## EXERCISE REQUIREMENTS
Copy all lines below exactly as written. Leave pictures out.
==========
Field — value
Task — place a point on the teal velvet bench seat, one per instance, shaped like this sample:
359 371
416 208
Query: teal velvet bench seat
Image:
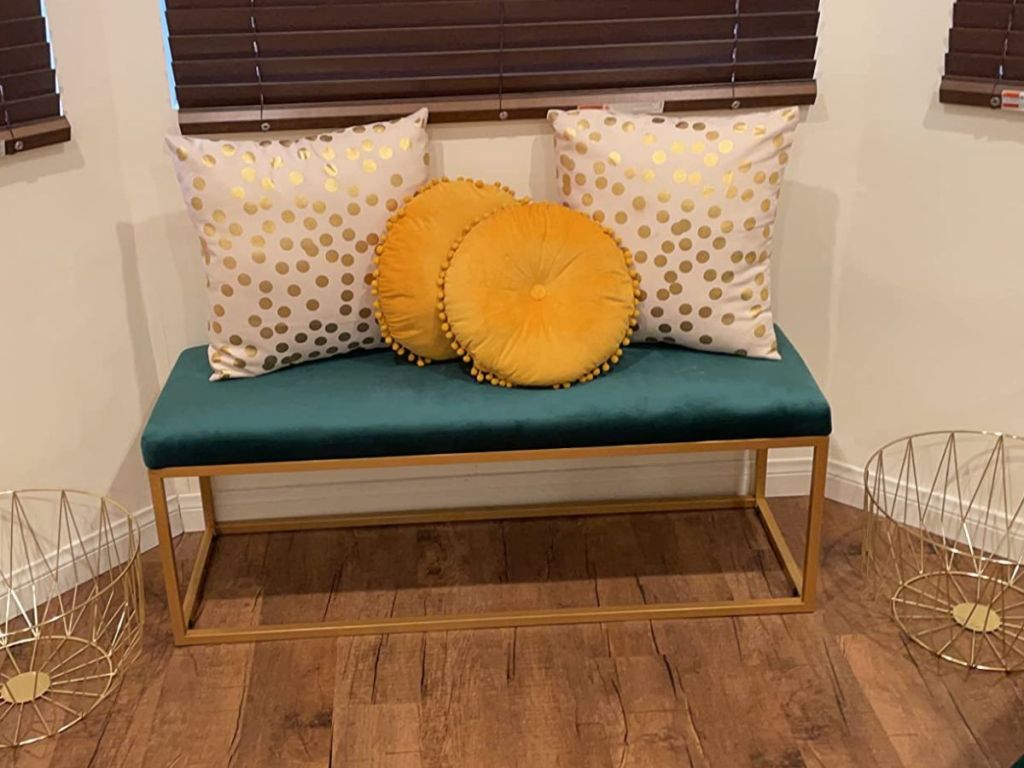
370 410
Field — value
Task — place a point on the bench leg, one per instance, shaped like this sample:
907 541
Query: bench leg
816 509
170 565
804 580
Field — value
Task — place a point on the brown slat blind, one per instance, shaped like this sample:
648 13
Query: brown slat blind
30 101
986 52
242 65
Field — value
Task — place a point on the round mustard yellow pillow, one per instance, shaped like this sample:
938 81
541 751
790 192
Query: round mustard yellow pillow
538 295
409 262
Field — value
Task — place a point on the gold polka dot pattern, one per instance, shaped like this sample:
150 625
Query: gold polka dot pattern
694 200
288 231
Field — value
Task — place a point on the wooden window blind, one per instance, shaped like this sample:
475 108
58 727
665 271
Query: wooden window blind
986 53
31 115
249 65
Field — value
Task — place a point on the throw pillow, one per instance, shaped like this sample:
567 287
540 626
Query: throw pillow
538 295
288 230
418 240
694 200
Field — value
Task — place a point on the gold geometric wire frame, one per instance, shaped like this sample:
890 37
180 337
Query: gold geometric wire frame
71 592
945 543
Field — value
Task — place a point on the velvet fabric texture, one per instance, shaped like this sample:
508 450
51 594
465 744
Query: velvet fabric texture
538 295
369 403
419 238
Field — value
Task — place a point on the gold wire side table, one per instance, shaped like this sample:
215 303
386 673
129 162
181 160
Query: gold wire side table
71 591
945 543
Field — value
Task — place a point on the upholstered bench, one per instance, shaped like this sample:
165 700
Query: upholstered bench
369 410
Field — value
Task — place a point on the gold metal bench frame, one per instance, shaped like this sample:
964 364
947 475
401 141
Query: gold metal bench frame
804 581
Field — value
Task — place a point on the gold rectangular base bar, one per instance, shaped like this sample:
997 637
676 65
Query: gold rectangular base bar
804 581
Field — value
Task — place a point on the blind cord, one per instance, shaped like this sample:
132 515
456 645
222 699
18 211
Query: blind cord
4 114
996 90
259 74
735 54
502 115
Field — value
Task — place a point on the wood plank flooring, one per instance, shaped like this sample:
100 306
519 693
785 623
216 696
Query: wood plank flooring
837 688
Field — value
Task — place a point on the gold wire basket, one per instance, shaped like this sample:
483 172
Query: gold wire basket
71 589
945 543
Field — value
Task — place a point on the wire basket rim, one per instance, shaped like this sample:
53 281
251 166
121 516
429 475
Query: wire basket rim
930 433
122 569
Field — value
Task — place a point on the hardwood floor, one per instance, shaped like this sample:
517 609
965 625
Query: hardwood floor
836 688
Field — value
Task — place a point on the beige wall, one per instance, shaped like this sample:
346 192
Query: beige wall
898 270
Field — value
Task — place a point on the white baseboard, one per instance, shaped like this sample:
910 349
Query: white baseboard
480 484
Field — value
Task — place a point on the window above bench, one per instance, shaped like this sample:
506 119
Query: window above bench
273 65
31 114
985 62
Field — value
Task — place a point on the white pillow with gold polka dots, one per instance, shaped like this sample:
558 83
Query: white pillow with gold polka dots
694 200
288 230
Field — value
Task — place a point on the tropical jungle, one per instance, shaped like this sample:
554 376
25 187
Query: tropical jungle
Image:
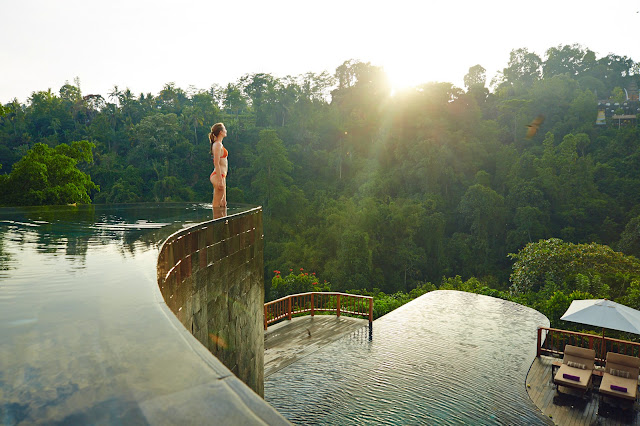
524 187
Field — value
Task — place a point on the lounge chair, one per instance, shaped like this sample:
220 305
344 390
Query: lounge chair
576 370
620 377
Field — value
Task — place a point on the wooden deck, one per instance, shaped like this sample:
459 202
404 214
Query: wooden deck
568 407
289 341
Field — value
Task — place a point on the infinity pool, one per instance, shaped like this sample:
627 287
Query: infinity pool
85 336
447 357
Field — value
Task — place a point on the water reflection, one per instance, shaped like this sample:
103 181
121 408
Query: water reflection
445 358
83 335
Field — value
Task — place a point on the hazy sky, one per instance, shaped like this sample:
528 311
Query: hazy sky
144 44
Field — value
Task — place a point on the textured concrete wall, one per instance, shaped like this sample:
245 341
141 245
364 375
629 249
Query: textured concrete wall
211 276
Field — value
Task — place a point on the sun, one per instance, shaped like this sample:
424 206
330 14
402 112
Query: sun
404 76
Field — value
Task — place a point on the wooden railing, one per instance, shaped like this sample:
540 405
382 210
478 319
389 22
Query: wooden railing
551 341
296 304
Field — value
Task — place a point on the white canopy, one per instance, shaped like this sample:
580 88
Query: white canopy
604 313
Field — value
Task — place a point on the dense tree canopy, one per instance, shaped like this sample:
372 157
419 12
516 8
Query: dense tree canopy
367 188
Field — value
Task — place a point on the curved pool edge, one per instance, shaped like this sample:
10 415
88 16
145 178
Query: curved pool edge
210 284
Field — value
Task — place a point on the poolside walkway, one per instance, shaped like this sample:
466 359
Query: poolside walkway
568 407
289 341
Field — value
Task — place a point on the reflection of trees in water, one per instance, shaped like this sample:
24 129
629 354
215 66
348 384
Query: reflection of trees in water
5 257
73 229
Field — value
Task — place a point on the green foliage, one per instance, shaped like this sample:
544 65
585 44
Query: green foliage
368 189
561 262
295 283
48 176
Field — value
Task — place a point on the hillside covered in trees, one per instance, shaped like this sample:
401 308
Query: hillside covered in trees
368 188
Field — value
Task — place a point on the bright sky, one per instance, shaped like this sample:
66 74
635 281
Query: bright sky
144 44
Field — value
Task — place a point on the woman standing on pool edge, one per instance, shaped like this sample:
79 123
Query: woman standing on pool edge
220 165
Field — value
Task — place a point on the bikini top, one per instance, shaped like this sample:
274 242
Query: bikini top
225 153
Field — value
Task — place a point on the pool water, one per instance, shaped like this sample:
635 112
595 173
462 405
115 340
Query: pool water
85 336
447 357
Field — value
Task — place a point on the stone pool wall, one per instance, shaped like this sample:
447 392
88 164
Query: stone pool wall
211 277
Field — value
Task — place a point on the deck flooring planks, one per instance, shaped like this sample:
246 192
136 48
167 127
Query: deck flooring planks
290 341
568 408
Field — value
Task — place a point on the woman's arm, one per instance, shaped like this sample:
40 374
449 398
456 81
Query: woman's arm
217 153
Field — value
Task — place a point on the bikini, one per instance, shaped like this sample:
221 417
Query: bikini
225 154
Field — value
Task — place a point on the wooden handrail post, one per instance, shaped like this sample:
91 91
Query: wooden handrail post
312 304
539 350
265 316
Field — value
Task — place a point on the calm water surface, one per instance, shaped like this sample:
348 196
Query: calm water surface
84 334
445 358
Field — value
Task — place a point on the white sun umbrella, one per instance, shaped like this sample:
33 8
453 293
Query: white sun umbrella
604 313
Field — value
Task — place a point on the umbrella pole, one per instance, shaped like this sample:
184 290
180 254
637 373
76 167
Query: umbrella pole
==========
## WRITTEN SOLUTION
Field — value
Task — place a point on the teal velvet bench seat, one per instance, shaped like this sample:
359 371
416 208
Query: teal velvet bench seat
Image:
370 410
Field — value
Task — place a point on the bench leg, one per instance, shaped like this sample:
907 541
Query: bench leg
816 509
170 565
804 580
Field — value
Task — place a point on the brown slat blind, one per instance, shaped like this sample:
648 13
Query: brown slat blind
30 101
986 52
242 65
Field — value
Task — place a point on the round mustard yellow pillow, one per instance, shaped like this sample:
938 81
541 751
790 192
Query: round mustard yellow pillow
538 295
409 262
Field — value
Task — place a point on the gold polka dot pattern, one per instance, shaped like this sample:
150 625
Query: gold polka dot pattern
694 200
288 231
Field — value
Task — place a point on the wooden window blind, one per instance, shaped like this sample:
475 108
58 727
665 271
Query: wooden window blind
986 53
31 115
249 65
Field — value
Task — place a point on the throw pillow, one per instance, shaped like this sample:
567 287
540 626
Query: throw pillow
538 295
288 230
418 240
694 200
Field — value
Task — place a point on the gold geometric wire frame, one per instance, shaped like this sample:
890 37
180 337
Query: gold geometric wire frame
71 592
945 543
Field — value
Task — place a point on the velvet fabric texture, one per instance, shaped like this sample:
508 450
51 594
465 744
Query: velvet fabric texture
538 295
369 403
419 238
Field — value
Task — place a point on the gold wire side table, one per instance, shaped like this sample:
215 303
386 673
129 162
181 160
Query: gold wire side table
71 591
945 543
Field — value
Task — place a point on the upholstered bench, one per instance, shaped like this sample:
165 700
Query: upholstered bench
369 410
Field — value
Task — place a point on the gold metal bench frame, one per instance, shaped like this sample:
964 364
947 475
401 141
Query: gold metal bench frame
804 581
Field — value
Task — place a point on the gold rectangular base bar, one per instance, shaped like this sample:
997 637
676 65
Query: gold rectangular base bar
804 581
Field — value
Task — place a point on the blind cord, one per instance, shaped like this sample:
132 515
456 645
222 699
18 211
Query: blind cord
4 114
996 90
259 74
735 54
502 115
Field — value
Task — place a point on the wood plank flooring, one per instance, shaped like this sample:
100 306
519 693
785 623
216 696
Query: wood plank flooring
837 688
Field — value
Task — place a point on the gold wire basket, one per instance, shaped like this sample:
483 172
Query: gold wire basket
71 589
945 543
Field — value
Task — place a point on the wire basket rim, one per instance, shaped like this sample:
53 281
251 166
121 516
429 475
Query: wire basket rim
930 433
122 569
Field — value
Task — place a point on the hardwood floor, one per instance, shaped like this sample:
517 609
965 625
Query: hardwood floor
836 688
Field — value
Task — place a point on the beige wall, one per instance, shaped like this sample:
346 192
Query: beige wall
898 270
Field — value
Task — place a point on the white baseboard, one per instance, shaped like this sample:
910 349
Query: white baseboard
480 484
Field — value
Task — place a point on the window above bench, one per instance, shaped like this sample:
506 119
Query: window above bench
273 65
31 114
985 62
Field — value
Task — place a point on the white pillow with gold polka dots, one per instance, shaped like this sample:
558 83
Query: white pillow with gold polka dots
694 200
288 230
Field — value
Task — place a point on the tropical jungle, one per instance, shaped like this sample:
554 376
25 187
Query: tropical jungle
Image:
524 187
Field — value
Task — place a point on the lounge chair, one per instance, shaped like this sample:
220 305
344 390
Query: lounge chair
576 370
620 377
Field — value
Task — place a point on the wooden deck, one per instance, shaped like this sample:
459 202
404 214
Query: wooden deck
568 407
289 341
Field — value
Task — place a point on the infinity pool, one per instance, shaped like this sample:
627 287
Query: infinity pool
85 336
447 357
Field — value
Task — place a point on the water reflection, one per instance, shaped like this sample:
103 181
121 408
Query: water reflection
445 358
83 335
Field — value
Task — place a point on the hazy sky, one per instance, shaped like this sample:
528 311
Query: hazy sky
144 44
Field — value
Task — place a point on the textured concrete wall, one per instance, shaped like this sample:
245 341
141 245
364 375
629 249
Query: textured concrete wall
211 276
Field — value
Task — place a point on the sun, one per instance, shaped like this sample:
424 206
330 14
402 112
Query: sun
404 76
Field — value
Task — place a point on the wooden railing, one per instance, shaped like this sample:
540 405
382 210
478 319
389 22
Query: wooden railing
551 341
296 304
Field — value
Task — place a point on the white canopy, one per instance, shaped like this sample:
580 88
Query: white canopy
604 313
Field — value
Task — place a point on the dense tree canopy, one per instance, shaped like this sample:
372 157
419 12
516 8
Query: dense tree canopy
367 188
Field — value
Task — place a point on the curved pool edge, one per instance, shaped like this sample:
10 415
88 16
145 178
Query: curved pool edge
210 284
Field — value
Task — place a point on the poolside walkway, one per instance, shaped like this sample:
466 359
Query: poolside walkway
568 407
289 341
Field — value
Task — place a point on the reflection of trees in water, one per instance, shaped like this sample:
24 129
629 354
215 66
348 384
Query: reflection of trees in water
5 257
73 229
Field — value
Task — place a point on the green foliage, one per instance, shaped like this sample:
544 65
585 44
Query: green foliage
368 189
561 262
295 283
48 176
Field — value
Task — place a point on the hillside covered in trees, one per instance, shaped like this sample:
401 308
Query: hillside covered in trees
368 188
Field — value
Task — place a point on the bright sky, one per instance, shaped like this sample:
66 74
635 281
Query: bright sky
144 44
Field — value
Task — place a point on the woman standing on pool edge, one per instance, shaped like this sample:
79 123
Query: woman standing on pool edge
220 165
Field — value
Task — place a point on the bikini top, one per instance, shaped like this sample:
274 242
Query: bikini top
225 153
Field — value
Task — place a point on the pool water, one per instance, shaped like this sample:
635 112
595 173
462 405
115 340
Query: pool water
85 336
447 357
Field — value
Task — place a point on the stone pool wall, one per instance, shaped like this sample:
447 392
88 164
Query: stone pool wall
211 277
Field — value
Task — place a point on the deck flooring planks, one per instance, shaped like this sample:
246 192
136 48
167 127
Query: deck flooring planks
290 341
568 408
Field — value
Task — place a point on the woman's arm, one per instance, shaped like this sample:
40 374
449 398
456 81
Query: woman's arm
217 153
Field — value
Task — place a point on the bikini, one per instance, shaped like this sample:
221 417
Query: bikini
225 154
Field — value
Task — place a point on the wooden handrail post, one per instance, shaped like this sample:
91 91
Query: wooden handrail post
312 304
539 350
265 316
Field — value
Task — place a point on the calm water surface, one per instance, shaped like this sample:
348 196
Query: calm water surface
84 334
445 358
Field — value
Task — place a point on the white sun umbrella, one per instance, shaped like this sample:
33 8
453 293
Query: white sun umbrella
604 313
Field — value
Task — place a point on the umbrella pole, one per instance, shaped like this sample:
184 290
180 254
637 373
76 167
Query: umbrella pole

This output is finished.